SET OF TASKS:
1. For the essay on feminism below, decide whether each statement agrees with it: (a) the writer says all feminists match the angry, male-bashing image; (b) the writer says women should not have to explain their choice about having children; (c) the writer credits the list describing feminism to the International Women’s Development Agency. Answer yes or no for each, quoting the essay's deciding words.
2. Pick up the essay on feminism below and keep writing from its last sentence.

──────── DOCUMENT EXCERPT ────────

Why Is Feminist A Dirty Word?

Today, identifying as a feminist seems to have negative connotations. It is associated with bra burning, men hating women who spend all their time bashing the male sex and being angry all the time. And I don’t blame them for being angry, I am also angry. But, I also think its important to note that these women are not a true representation of what feminist is. Yes, there are feminists who fit into this description, but there are also a lot of feminists who do not. So, what is feminism? I think the International Women’s Development Agency describes it best in the following:

  • It is about all genders having equal rights and opportunities.
  • It is about respecting diverse women’s experiences, identities, knowledge and strengths.
  • It is about levelling the playing field between genders and ensuring that women and girls have the same opportunities in life that is available to boys and men.
  • It is not about determining who is “worse off” but rather it is about learning and understanding the ways that inequality affect both men and women. That true equality is about leaving no one behind.

So, I am a feminist.

And I don’t feel like it is a dirty word.

As a feminist, and a woman, I want all of us to have the following opportunities.

I want us to be able to walk into a room and be treated with the same level of respect as the men at the table. We do not need to be labelled as “aggressive” or “argumentative” when we don’t agree with what someone is saying. We want to be able to voice the same opinions or ideas as the men around us and be considered and listened to rather than dismissed or ignored. We do not want to be told that we are “taking things personally” when we speak up about being treated differently. We know that he would never tell his male colleague to “calm down” or “don’t be so sensitive,” so why do he think he can say it to us? We are planners, logical and smart, and if you gave us a chance to have a voice at these meetings, we are a huge asset to the team.  

I want us to be able to make decisions for our own bodies. Yes, I mean large decisions like our choice whether we do or do not want to have children. Without a need to explain, justify or determine why we are making those choices. We want to be able to have choices when it comes to birth control and if we decide we want to have our tubes tied, or our breasts reduced for that matter, we should not have a doctor, usually male, tell us to wait “in case we change our mind.” We want to be able to bring legitimate health concerns to our doctors and not be told that it is in our head or maybe it is just anxiety. We deserve to voice ongoing female reproductive problems, such as extreme cramps, heavy periods or sore breasts, without the medical professionals telling us it is not that bad or that we are normal. If it does not feel normal, it is not normal. And yes, periods are gross and disgusting, we know that, but we also don’t want to be shushed if we are having issues with it.

──────── ENTRIES SUPPLIED ────────

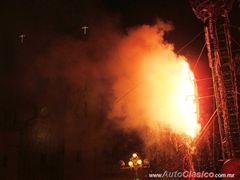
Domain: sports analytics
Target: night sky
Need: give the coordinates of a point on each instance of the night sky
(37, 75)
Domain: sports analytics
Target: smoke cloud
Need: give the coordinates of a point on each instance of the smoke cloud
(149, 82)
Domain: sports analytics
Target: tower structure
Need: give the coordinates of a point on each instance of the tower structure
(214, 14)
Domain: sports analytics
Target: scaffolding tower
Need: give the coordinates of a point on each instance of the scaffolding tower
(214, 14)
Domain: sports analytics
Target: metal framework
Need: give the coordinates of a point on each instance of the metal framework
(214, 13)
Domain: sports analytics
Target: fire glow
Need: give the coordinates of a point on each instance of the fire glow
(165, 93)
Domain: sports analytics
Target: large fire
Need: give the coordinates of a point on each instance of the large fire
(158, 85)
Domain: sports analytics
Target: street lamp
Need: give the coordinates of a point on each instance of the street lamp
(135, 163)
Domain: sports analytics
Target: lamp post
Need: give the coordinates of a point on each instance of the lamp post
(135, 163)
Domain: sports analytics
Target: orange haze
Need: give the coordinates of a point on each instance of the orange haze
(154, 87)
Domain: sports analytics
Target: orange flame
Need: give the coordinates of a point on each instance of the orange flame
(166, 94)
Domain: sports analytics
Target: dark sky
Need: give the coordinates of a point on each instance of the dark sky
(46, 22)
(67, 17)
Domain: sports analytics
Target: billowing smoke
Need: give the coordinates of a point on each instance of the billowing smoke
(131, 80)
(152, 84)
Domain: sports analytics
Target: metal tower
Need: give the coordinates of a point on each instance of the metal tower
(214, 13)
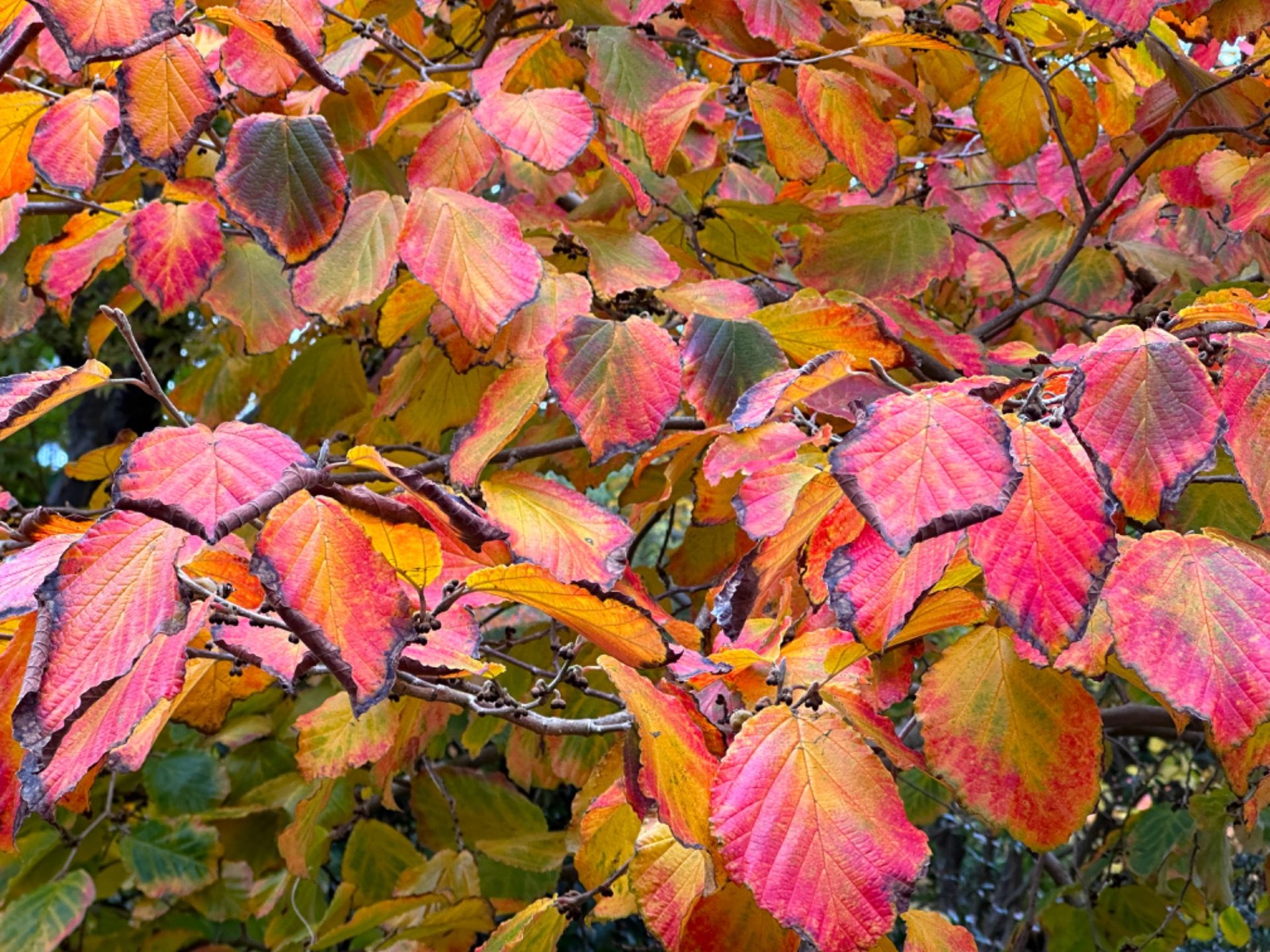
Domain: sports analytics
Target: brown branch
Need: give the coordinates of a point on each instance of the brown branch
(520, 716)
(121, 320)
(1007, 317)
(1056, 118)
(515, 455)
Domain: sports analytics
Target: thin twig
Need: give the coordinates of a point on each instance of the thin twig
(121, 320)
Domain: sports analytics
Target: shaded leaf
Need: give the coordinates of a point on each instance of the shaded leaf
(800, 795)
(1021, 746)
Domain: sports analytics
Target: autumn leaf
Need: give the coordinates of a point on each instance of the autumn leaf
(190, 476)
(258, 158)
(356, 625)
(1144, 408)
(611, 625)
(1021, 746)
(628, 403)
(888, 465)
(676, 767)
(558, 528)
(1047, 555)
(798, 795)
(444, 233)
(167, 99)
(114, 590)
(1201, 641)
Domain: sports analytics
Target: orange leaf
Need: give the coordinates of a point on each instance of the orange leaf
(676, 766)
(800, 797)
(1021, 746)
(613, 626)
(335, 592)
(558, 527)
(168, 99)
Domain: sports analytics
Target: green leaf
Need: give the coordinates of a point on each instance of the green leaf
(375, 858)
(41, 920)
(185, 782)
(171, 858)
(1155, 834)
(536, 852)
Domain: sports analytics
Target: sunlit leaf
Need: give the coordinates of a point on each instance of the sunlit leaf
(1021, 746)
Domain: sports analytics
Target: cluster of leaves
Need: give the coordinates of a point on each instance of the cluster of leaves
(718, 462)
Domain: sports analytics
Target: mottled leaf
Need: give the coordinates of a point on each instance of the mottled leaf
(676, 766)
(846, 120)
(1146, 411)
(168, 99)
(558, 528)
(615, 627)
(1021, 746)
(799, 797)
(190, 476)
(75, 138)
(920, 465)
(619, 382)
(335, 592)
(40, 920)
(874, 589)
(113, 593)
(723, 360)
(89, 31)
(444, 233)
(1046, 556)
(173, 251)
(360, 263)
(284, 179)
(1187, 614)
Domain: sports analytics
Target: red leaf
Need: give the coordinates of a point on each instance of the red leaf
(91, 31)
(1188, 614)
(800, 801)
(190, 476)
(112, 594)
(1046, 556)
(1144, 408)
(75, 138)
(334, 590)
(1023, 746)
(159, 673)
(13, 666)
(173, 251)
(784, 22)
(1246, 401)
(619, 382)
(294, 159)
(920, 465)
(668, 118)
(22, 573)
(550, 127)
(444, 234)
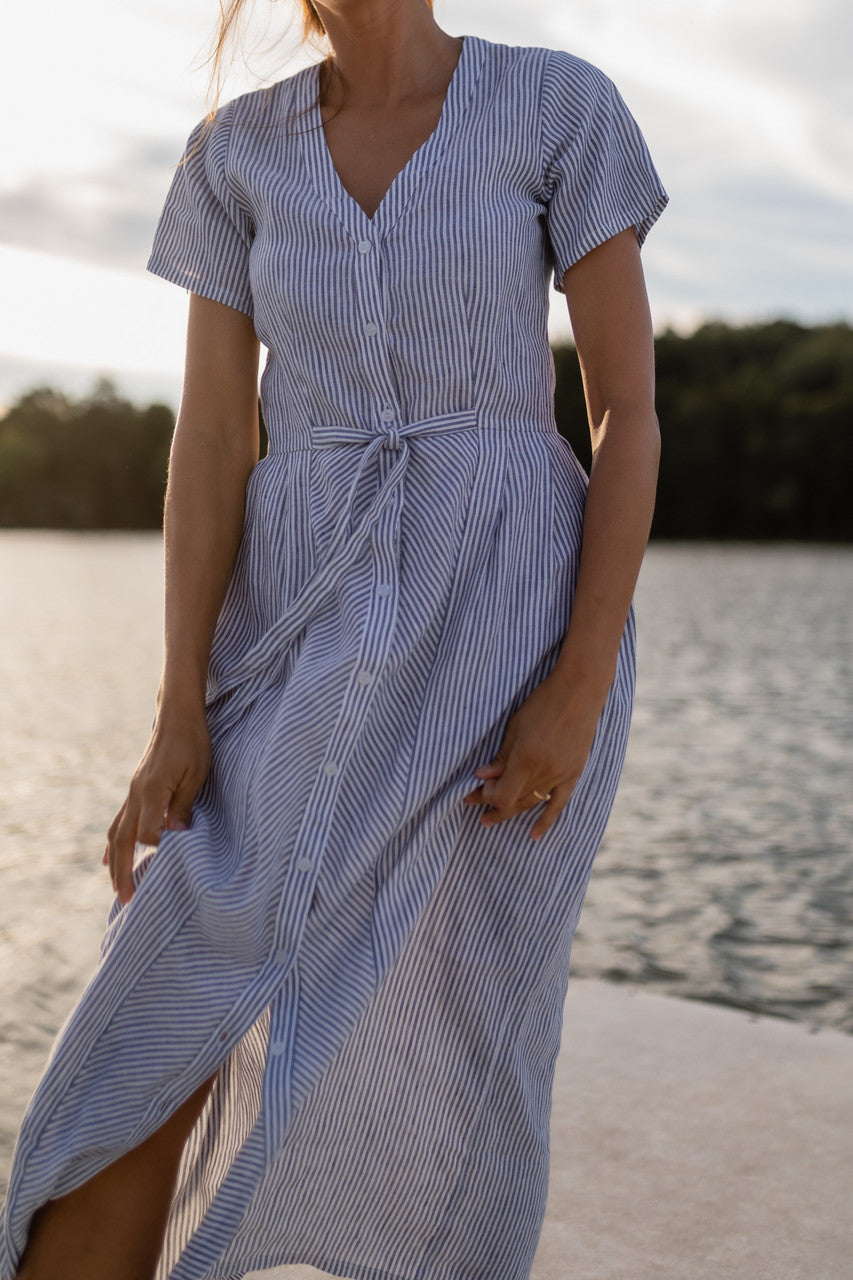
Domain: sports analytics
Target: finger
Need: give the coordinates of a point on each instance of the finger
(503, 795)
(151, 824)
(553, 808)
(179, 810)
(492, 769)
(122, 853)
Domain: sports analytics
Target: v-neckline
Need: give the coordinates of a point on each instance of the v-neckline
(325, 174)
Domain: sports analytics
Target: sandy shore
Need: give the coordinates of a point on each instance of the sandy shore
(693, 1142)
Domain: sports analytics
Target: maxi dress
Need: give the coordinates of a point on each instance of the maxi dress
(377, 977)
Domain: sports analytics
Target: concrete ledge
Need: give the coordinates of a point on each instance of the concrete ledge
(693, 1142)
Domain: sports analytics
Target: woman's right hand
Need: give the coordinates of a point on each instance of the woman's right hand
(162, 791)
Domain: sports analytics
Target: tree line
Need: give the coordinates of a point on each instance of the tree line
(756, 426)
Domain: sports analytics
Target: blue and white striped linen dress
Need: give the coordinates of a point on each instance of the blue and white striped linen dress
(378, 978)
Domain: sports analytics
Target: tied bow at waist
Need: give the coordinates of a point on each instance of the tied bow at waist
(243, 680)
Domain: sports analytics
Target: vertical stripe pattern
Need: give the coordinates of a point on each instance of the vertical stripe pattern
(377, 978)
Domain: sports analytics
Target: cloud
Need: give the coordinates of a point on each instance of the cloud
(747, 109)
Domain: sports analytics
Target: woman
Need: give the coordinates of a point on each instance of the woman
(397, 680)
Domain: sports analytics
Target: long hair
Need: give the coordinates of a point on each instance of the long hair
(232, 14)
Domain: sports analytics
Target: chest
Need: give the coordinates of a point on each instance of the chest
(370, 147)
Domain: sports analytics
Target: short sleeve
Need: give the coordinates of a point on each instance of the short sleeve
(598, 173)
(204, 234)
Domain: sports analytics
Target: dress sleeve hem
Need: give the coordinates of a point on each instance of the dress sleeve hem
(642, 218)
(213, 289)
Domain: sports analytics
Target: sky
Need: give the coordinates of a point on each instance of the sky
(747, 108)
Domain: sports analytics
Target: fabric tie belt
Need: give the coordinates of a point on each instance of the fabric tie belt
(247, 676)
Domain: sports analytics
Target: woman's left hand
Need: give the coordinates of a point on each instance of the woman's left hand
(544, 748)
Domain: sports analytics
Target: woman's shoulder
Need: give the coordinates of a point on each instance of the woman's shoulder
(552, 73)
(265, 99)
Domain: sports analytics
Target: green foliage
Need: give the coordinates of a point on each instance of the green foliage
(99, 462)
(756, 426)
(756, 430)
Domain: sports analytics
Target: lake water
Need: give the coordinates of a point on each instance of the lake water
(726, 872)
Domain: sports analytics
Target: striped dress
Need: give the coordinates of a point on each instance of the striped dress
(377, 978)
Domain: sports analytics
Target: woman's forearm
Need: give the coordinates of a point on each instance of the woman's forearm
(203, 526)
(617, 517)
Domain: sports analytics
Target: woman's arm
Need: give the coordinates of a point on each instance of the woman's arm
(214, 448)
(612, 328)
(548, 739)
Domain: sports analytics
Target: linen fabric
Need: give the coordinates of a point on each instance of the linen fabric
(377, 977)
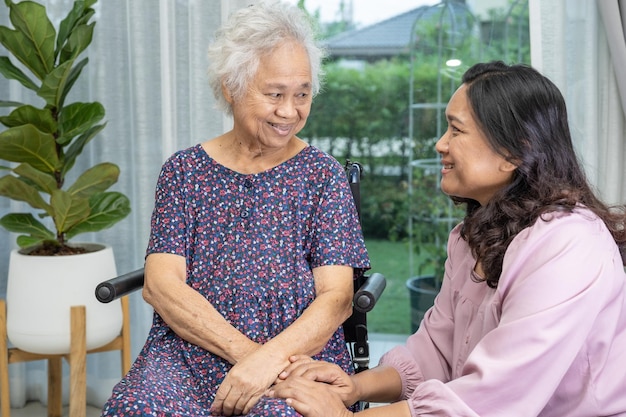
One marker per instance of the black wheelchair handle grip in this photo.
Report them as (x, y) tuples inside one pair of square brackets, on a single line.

────────

TASK-BY-TASK ANSWERS:
1.
(a) No: "there are also a lot of feminists who do not."
(b) Yes: "Without a need to explain, justify or determine why we are making those choices."
(c) Yes: "I think the International Women’s Development Agency describes it best in the following"

2.
I want us to be paid the same as our male colleagues. Period. Gender is not a distinction that changes someone’s entitlement to income, so there is no reason for there to be any sort of wage gap. This is straight up dumb.

I want us to be able to walk down the street or go out for a night with friends without being harassed. Heaven forbid, if something did happen while we were out, I want us to not have to justify. Justify how much we had to drink, what we were wearing or why we decided to get in the car with that man. It doesn’t matter. I want us to know that men are going to be better and not put us in an unsafe position just because we are female. I want the police and judicial system to adjust to accommodate that and instead of victim blaming, or assuming she is lying, focus on the person who attacked her in the first place. They are responsible, not the woman.

I want us to see more women in places of power. Women make good leaders too. I want us to be given the chance to be employed in the same positions as men. Engineers, doctors, directors, or CEOs to name a few. And, when we are in those positions, we don’t want our gender to be the label in front of it. She is not a great female director. She is a great director. Period.

I want us to stop using porn or mass media as an indication of the regular female body. Just like men, we are all different. We come in different shapes, sizes, colors and forms. Some of us have large breasts and some of us have small breasts. Some of us have flat abs and some of us don’t. It is okay. Rather than tell us that we need to achieve this specific image, maybe just let us be us. A woman who is scarred and shapely and real.

Finally, I want us to start lifting each other up. Men need to acknowledge that they are part of the solution for creating equality for women, but at the same time, so are women. We should not be calling each other down or creating a competition amongst ourselves. It is hard enough to find equal footing without fighting against the same individuals we are wanting to be successful. We all deserve the chance to feel powerful, sexy and empowered and all us women and girls need to help as well in achieving that goal. Don’t be catty. Don’t slut shame and don’t allow yourself to feed into the same bullshit we are receiving in society. Be thoughtful. Support each other. And most important of all, remember that she is just like you. Deserving and needing respect.

I am a proud to say I am a feminist. And, in having these conversations, maybe the word feminist won’t continue to be a dirty word.

“By lifting each other up we lift ourselves up.”

– Lauren Fleshman

One response to “Why Is Feminist A Dirty Word?”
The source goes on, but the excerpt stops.